▶ [TEXT UNDER STUDY]
+++
You might have seen articles recently on a case of a man with Google Glass addiction. It’s been written about in the Guardian, BBC, Fast Company, io9, and many other places. They all refer (through each other) to an article to be published in the journal Addictive Behaviors. But if you look a little closer, and read the piece, you find there are both a couple striking details, and some background that makes this story less of a “wearables technology will eat your brain” cautionary tale than first appears.

First, the report comes out of a Navy Substance Abuse and Recovery Program (SARP) based in southern California. The patient was a 31 year-old man who had been wearing Google Glass for up to 18 hours a day for two months, and had to give it up when he entered the SARP program. He “noted significant frustration and irritability related to not being able to use the device during treatment,” and even declared, “The withdrawal from this is much worse than the withdrawal I went through from alcohol.”

But it gets even better:

He noted that when he dreamed during his residential treatment, he envisioned the dream through the device. He would experience the dream through a small gray window, which was consistent with what he saw when wearing the device while awake.

Finally, “When asked questions by the examiner, the patient… [would] reach his right hand up to his temple area and tap it with his forefinger,” automatically turning to Glass to help him answer questions.

As a writer, I can recognize super-evocative details when I see them. The dreaming in a little screen, the complaints about being separated from it, the hyper-reliance on the device for everything—these are awesome details.

But before we jump from this patient to World War Z, it’s worth noting a couple other things.

First, this was the second time he’d been through the SARP program, and the doctors note that

The patient has a history of a mood disorder most consistent with a substance induced hypomania overlaying a depressive disorder, anxiety disorder with characteristics of social phobia and obsessive compulsive disorder, and severe alcohol and tobacco use disorders.
+++
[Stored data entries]
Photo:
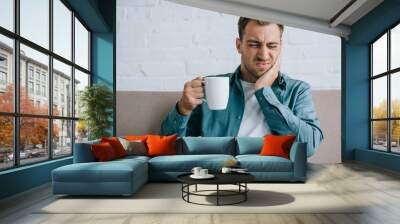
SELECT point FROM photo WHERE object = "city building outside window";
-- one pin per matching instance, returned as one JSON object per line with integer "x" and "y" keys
{"x": 55, "y": 129}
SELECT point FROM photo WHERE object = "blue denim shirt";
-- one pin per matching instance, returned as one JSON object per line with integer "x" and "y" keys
{"x": 287, "y": 106}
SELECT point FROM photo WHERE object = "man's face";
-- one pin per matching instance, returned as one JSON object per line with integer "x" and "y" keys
{"x": 260, "y": 47}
+++
▶ [REQUIRED WORK]
[A] Reproduce the part of the Google Glass addiction article that opens with the words containing "But it gets" and closes with "him answer questions.".
[B] In the Google Glass addiction article, for up to how many hours a day had the patient been wearing Google Glass?

▶ [TASK-BY-TASK RESULTS]
[A]
But it gets even better:

He noted that when he dreamed during his residential treatment, he envisioned the dream through the device. He would experience the dream through a small gray window, which was consistent with what he saw when wearing the device while awake.

Finally, “When asked questions by the examiner, the patient… [would] reach his right hand up to his temple area and tap it with his forefinger,” automatically turning to Glass to help him answer questions.

[B] Up to 18 hours a day.